Reading text:
Idealist houses are capable of prioritising individuals they are about over their moral systems, but they will feel guilty doing so. When the chips are down, their priorities will come down to what’s right.

Of course, what’s right is mutable. There can be villainous Gryffindors whose ‘felt moral system’ is I deserve to have everything I want. There can be villainous Ravenclaws whose focus on a system – say, a system of rules or commands – may lead them to choices others would see as ‘immoral’. Just as there can be heroic Gryffindors who want to save everyone and Ravenclaws whose constructed moral system is about ensuring all people are taken care of.

Loyalist Houses: The two Loyalist houses are Hufflepuff and Slytherin. Slytherins’ focus on people is “my people”; they will prioritise the ones they love over all others, sometimes to the detriment of all others. Taken to its extreme, the Slytherin viewpoint might be to let the whole world burn as long as their people are safe and happy. For Hufflepuff, all people are equal and deserving of that respect, and no person is higher than any other: they are community-minded and egalitarian. (ETA:) You determine what to do, who to help, by who has greatest need of help.

If forced to choose between saving the lives of 5 people they love and 10 strangers, Slytherin will choose the people they love and Hufflepuffs would save the strangers. Also, in opposition to the Idealist houses – where an Idealist would feel guilty breaking the rules for someone they cared about, a Loyalist would be disturbed by someone valuing a moral system over people – whether people in general or their people.

(Stored entries)
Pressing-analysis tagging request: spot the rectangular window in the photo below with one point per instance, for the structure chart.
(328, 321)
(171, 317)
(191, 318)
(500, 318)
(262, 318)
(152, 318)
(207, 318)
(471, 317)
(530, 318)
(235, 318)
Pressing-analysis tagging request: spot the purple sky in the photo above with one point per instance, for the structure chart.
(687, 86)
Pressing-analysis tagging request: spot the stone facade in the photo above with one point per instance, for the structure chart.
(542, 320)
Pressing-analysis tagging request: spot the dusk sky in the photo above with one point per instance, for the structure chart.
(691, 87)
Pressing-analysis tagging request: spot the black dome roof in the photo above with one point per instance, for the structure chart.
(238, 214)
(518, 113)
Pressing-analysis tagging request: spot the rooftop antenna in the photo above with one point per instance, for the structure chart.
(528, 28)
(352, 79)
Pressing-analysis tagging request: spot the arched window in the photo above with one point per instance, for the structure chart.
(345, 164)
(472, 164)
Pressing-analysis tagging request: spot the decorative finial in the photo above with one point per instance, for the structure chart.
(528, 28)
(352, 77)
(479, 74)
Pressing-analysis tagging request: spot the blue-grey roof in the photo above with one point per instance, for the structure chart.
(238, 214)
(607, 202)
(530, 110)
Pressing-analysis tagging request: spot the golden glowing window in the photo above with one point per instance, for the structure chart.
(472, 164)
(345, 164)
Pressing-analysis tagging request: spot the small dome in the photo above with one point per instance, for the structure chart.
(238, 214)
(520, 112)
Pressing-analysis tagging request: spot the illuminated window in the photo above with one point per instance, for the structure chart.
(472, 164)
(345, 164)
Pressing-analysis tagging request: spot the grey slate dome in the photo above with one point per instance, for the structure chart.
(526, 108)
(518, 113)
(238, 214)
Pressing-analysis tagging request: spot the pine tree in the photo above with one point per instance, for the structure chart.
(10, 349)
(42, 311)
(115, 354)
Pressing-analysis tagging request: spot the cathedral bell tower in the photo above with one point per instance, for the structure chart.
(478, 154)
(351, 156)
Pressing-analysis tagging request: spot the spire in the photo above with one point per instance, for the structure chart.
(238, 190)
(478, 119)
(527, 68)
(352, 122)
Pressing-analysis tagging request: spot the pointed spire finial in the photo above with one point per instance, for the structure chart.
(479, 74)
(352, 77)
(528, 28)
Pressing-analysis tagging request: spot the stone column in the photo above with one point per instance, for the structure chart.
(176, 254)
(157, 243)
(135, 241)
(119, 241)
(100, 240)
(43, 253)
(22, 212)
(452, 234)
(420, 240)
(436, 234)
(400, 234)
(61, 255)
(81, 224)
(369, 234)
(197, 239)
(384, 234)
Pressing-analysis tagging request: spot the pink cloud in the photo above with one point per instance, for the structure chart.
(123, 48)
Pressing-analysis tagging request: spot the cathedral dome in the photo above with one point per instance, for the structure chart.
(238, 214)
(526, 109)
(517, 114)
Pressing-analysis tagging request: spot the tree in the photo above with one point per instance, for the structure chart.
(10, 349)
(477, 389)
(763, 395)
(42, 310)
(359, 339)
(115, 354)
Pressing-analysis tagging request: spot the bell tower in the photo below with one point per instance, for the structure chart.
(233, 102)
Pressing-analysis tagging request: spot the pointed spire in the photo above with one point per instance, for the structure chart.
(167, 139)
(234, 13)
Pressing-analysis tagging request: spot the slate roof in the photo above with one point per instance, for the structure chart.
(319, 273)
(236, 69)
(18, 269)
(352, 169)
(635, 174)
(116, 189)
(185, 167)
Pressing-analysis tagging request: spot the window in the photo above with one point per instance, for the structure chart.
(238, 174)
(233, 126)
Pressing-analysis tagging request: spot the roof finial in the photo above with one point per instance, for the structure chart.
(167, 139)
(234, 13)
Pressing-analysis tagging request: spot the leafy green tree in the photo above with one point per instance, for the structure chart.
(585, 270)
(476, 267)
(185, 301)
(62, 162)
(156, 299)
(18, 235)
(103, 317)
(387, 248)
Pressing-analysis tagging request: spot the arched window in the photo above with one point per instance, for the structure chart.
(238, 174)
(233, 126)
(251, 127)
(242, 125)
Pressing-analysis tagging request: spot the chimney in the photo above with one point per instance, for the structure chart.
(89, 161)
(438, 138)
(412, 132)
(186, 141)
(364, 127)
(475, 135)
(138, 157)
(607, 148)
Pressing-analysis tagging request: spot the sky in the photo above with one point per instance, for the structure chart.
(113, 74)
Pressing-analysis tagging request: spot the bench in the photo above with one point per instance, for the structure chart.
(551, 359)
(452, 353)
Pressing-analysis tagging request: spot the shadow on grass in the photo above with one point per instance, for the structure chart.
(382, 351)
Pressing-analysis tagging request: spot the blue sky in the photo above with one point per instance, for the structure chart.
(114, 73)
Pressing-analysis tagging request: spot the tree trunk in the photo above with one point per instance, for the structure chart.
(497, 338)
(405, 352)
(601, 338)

What to do:
• 1. Answer these questions using the passage on the Hogwarts houses:
(a) Which two houses are named as the Loyalist houses?
(b) How will Idealist houses feel when they put individuals they care about ahead of their moral systems?
(c) Given a choice between saving 5 people they love and 10 strangers, whom would Hufflepuffs save?
• 2. Resume the passage on the Hogwarts houses, continuing its line of thought after its final sentence.

Responses for each task:
• 1.
(a) Hufflepuff and Slytherin.
(b) They will feel guilty.
(c) The 10 strangers.

• 2.
A Gryffindor would be disgusted by a Slytherin doing wrong to help their family; a Slytherin would be disgusted by a Gryffindor sacrificing his family for the greater good. Either could be a hero or a villain.

So, to determine your Primary House, first determine whether you are an Idealist or a Loyalist; if you follow a moral system, do you follow your gut (Gryffindor) or an external system that means something deep to you (Ravenclaw); if you are loyalist, do you value people by how much they mean to you (Slytherin) or is every person equal to you no matter what (Hufflepuff).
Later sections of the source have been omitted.